* **TRAVAIL À FAIRE**
Répondez à ces questions sur l'extrait consacré au livre de Michel Neyraut :
1. Entre qui Michel Neyraut nous fait-il approcher une analogie ?
2. Par quoi la notion d'identème est-elle au mieux représentée ?
3. Selon René Char, quel est le but du poète ?

* **EXTRAIT À LIRE**
Cette fréquentation de tels paradoxes ne pouvait que mener Michel Neyraut à revisiter la métapsychologie de l’identification ; tout d’abord la contrainte, la nécessité précocissime, l’impératif originaire à s’identifier, en raison d’une angoisse première préexistant à tout investissement d’objet, rappelle pertinemment l’auteur après Freud ; mais aussi le fait que cette identification première, celle qui contient potentiellement toutes les autres, ne se fait pas sans une référence à un but, à un idéal. Michel Neyraut consacre des lignes remarquables à ce référentiel qu’est l’idéal. Il en explore quelques avatars ainsi que les ravalements identificatoires qui en découlent et qui sont tellement humains qu’il nous ramène à une juste mesure du rapport à l’idéal, à un renoncement à toute idéalisation de l’idéal, à la reconnaissance que celui-ci dépend toujours pour son contenu d’une époque, d’une culture, d’un contexte, de circonstances donnés. Ainsi nous fait-il approcher l’analogie existant entre Kalachnikov, le biographe des « As » aviateurs, et Don Quichotte, eu égard au conformisme obtenu par identification à un idéal dicté, imposé conjoncturellement, homologué.
C’est alors que Michel Neyraut revient au vécu de singularité, à ce sentiment de permanence pris dans les feux de l’instabilité en tant qu’il n’est pas seulement un artifice construit par le travail de rêve, mais qu’il correspond à une vérité historique, à la nécessité interne pour le moi naissant de se saisir, le temps d’un instant, dans sa fonction de s’opposer à ce qui tend à sa propre disparition. Ceci amène Michel Neyraut à proposer la notion d’identème, comme la plus petite unité d’identification dont elle est le substrat et la fin. L’identème désigne une réalité concrète en laquelle, à un moment précis, le moi idéal se reconnaît et qui a vocation de lui assurer son existence. Cette notion est au mieux représentée par le prénom d’un sujet, quand il est prononcé avec tendresse. C’est ainsi que tous les arts réinventent la concrétude qu’ils représentent et ainsi fournissent des identèmes à ceux qui savent y reconnaître leur ressemblance. Enfin par la notion d’identème absolu, Michel Neyraut ne revient-il pas à son titre, à la langue morte ? Ne veut-il pas rappeler que tout acte fondateur de la vie mentale est reconnaissable dans celui, similaire, matérialisé par l’artiste, acte consistant à créer une trace ? Le but du poète est de laisser une trace affirmait René Char. C’est ainsi que Michel Neyraut termine son livre, par la trace d’un baiser sur une toile blanche, sur une sensorialité naissante ; et par un acte violent, celui là même qui peut soit produire ladite trace soit en détruire l’esquisse et la virtualité d’avenir.

* **ENREGISTREMENTS PRÉSENTÉS**
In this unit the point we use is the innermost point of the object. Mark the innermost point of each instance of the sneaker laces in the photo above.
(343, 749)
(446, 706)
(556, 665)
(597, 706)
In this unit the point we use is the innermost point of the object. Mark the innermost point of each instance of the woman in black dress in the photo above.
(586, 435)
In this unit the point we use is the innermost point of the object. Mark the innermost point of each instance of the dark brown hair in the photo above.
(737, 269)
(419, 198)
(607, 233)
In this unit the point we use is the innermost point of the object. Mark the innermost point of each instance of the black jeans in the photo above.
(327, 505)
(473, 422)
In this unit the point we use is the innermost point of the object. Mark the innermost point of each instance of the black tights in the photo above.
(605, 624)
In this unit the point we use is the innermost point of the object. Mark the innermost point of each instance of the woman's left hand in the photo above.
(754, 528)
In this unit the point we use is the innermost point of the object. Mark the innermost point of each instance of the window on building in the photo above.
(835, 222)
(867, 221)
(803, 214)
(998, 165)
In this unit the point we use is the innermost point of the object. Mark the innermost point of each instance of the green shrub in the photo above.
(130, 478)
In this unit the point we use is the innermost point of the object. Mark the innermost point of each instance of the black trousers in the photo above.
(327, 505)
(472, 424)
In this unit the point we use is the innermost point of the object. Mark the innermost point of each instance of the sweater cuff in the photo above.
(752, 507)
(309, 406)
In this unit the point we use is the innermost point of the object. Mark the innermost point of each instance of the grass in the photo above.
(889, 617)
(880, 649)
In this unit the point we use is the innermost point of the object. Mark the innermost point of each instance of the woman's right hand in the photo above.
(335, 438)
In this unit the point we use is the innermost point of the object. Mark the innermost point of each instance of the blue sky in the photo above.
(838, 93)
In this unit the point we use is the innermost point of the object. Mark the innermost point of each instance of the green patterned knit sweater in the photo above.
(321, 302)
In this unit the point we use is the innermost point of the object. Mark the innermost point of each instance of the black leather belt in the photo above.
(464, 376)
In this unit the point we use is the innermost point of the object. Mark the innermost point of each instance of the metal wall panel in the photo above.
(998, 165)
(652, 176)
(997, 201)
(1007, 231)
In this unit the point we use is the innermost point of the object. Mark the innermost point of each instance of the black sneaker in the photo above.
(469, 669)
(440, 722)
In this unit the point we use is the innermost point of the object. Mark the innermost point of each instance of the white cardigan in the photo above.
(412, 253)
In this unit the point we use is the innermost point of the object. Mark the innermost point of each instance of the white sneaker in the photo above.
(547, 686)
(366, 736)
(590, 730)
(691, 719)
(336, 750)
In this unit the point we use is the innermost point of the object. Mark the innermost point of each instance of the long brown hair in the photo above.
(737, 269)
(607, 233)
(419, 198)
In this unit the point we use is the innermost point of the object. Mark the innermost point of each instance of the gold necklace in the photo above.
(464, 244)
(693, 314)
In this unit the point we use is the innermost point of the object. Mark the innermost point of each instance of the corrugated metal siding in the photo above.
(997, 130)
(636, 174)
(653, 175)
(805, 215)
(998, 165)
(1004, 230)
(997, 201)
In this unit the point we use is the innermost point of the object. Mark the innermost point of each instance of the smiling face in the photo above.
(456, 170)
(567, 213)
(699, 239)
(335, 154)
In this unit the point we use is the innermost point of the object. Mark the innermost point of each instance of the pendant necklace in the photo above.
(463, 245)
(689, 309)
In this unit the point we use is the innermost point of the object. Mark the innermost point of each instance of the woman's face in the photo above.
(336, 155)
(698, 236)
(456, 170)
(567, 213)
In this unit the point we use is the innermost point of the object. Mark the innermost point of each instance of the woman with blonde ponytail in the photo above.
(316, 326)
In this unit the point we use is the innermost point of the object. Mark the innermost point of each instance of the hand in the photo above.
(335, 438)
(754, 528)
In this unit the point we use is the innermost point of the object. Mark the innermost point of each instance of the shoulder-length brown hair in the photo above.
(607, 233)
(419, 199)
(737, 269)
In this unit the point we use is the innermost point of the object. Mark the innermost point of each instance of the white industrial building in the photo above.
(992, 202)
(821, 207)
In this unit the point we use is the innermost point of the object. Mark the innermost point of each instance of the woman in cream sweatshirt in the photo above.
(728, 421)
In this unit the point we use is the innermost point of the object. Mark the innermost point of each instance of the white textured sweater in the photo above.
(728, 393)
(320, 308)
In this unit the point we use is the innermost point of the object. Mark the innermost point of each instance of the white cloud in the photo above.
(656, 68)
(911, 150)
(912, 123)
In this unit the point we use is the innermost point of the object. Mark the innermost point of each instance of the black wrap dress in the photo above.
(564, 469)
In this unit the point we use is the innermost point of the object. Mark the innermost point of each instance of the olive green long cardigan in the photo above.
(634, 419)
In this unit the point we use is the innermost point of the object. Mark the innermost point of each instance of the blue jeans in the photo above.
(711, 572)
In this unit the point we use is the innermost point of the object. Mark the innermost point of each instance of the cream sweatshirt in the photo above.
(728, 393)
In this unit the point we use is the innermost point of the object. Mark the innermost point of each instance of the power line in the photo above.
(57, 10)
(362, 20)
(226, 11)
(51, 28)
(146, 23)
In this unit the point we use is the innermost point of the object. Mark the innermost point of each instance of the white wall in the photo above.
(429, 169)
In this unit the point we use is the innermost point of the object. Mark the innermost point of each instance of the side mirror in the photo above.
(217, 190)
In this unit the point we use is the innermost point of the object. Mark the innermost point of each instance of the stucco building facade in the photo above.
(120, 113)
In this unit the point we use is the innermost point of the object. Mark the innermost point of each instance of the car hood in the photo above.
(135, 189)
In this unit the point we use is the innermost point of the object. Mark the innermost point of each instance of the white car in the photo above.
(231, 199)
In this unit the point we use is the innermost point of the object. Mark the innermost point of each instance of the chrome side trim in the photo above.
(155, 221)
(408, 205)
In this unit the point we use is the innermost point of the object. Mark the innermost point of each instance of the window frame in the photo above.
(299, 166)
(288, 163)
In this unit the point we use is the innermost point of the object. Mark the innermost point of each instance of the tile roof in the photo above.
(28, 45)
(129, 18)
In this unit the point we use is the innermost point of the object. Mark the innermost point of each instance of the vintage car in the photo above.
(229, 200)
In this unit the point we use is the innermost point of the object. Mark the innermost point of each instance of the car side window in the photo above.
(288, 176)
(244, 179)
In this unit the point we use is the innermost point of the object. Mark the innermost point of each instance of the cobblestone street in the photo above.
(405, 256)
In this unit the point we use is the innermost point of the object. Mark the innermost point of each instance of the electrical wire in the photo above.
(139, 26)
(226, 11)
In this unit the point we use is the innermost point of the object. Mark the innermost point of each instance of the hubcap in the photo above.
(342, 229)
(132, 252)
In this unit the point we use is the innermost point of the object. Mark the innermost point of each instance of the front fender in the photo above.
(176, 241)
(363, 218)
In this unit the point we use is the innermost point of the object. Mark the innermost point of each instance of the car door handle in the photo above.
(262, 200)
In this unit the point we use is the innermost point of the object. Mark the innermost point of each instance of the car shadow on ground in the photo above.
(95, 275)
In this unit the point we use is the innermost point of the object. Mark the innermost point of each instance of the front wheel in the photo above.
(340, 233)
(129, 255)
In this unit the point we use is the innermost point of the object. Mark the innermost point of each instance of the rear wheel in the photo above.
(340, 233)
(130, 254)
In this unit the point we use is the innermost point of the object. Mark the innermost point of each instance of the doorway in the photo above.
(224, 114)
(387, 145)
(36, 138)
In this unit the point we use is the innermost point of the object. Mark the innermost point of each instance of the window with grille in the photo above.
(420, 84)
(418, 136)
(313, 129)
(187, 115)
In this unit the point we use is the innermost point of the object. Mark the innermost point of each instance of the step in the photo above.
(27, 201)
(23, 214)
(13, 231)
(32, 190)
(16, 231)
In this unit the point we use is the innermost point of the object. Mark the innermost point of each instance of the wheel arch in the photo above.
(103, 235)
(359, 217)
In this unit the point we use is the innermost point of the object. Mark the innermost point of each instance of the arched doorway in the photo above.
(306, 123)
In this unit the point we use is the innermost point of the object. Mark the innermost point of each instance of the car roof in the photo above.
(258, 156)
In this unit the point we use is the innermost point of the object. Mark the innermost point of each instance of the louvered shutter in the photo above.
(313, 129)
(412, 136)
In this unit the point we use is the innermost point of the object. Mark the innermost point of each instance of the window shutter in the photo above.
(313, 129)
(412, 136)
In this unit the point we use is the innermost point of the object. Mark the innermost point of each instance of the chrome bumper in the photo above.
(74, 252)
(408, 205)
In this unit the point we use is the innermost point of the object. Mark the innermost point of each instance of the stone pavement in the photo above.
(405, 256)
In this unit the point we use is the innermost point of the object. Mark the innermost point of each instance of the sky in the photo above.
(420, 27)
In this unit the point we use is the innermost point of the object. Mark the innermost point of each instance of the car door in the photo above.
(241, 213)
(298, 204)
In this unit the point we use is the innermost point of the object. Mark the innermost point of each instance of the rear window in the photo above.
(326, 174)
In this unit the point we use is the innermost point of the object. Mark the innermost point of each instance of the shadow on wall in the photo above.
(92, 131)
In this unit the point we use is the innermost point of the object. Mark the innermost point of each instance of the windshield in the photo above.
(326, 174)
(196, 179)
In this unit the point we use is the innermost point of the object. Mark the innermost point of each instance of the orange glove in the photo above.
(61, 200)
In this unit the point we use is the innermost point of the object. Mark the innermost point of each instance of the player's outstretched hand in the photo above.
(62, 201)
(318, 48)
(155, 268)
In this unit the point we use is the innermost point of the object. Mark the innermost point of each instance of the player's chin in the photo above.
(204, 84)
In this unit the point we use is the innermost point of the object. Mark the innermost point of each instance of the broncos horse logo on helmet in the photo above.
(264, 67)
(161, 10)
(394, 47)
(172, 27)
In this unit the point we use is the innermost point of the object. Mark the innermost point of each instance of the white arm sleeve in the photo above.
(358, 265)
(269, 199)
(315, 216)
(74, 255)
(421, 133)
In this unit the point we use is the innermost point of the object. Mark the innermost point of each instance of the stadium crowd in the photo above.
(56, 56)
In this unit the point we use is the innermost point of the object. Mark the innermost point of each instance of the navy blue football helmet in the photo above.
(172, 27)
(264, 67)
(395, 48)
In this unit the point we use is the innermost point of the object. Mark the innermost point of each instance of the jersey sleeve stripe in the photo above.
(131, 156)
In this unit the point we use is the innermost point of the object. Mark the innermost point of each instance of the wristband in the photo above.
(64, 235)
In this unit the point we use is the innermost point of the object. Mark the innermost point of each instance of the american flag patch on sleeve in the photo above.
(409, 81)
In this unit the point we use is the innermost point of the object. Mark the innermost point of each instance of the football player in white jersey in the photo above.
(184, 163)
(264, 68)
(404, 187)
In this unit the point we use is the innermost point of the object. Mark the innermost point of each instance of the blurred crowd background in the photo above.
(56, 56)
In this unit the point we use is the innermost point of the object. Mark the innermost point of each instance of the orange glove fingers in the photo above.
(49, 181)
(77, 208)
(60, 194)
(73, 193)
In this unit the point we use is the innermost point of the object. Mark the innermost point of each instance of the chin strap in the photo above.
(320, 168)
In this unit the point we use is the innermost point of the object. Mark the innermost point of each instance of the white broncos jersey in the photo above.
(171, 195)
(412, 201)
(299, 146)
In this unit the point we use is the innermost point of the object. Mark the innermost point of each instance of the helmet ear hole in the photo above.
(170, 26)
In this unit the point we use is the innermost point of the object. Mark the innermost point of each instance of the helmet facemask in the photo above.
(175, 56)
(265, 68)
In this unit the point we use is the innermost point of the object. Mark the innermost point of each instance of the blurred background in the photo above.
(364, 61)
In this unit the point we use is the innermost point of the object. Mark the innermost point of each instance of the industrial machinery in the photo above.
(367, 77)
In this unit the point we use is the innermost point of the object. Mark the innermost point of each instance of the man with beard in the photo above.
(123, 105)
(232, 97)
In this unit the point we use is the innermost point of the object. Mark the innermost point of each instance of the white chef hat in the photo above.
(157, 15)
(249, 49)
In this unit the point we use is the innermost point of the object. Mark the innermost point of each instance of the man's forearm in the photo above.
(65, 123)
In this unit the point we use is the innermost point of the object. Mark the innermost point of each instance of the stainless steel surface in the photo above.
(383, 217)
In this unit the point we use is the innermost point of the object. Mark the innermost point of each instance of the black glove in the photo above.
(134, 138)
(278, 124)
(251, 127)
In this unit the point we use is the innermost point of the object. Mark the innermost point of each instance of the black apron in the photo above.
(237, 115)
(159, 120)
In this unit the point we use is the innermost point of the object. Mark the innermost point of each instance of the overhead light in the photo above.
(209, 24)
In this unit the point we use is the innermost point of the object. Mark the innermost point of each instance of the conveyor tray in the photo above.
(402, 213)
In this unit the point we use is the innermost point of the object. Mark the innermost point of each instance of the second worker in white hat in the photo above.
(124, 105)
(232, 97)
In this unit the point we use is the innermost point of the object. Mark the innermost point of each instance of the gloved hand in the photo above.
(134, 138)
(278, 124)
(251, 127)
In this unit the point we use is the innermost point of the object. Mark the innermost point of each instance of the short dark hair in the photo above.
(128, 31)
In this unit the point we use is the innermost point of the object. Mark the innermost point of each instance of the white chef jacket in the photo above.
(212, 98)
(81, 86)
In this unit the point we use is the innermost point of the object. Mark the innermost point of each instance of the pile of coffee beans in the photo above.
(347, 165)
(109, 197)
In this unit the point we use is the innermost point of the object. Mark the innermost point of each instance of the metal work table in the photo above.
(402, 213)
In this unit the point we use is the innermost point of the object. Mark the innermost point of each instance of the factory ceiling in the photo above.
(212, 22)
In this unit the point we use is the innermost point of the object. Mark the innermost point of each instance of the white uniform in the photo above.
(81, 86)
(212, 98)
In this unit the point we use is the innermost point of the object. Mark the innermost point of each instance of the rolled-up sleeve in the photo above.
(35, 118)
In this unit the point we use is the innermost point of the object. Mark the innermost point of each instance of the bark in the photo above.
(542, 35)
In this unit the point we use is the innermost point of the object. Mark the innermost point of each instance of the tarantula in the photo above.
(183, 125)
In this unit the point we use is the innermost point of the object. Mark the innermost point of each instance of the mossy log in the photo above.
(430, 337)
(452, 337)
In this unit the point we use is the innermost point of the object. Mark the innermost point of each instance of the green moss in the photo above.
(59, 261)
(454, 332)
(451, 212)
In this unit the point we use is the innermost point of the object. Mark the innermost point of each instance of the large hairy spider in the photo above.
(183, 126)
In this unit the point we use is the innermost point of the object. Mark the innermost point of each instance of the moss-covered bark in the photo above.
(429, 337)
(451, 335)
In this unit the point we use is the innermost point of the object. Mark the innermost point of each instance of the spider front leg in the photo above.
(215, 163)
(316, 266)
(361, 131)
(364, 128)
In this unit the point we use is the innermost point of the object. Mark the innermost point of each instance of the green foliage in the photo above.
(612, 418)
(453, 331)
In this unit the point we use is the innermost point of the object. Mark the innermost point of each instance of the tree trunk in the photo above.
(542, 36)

* **TÂCHE ACCOMPLIE**
1. Entre Kalachnikov, le biographe des « As » aviateurs, et Don Quichotte.
2. Par le prénom d'un sujet, quand il est prononcé avec tendresse.
3. Laisser une trace.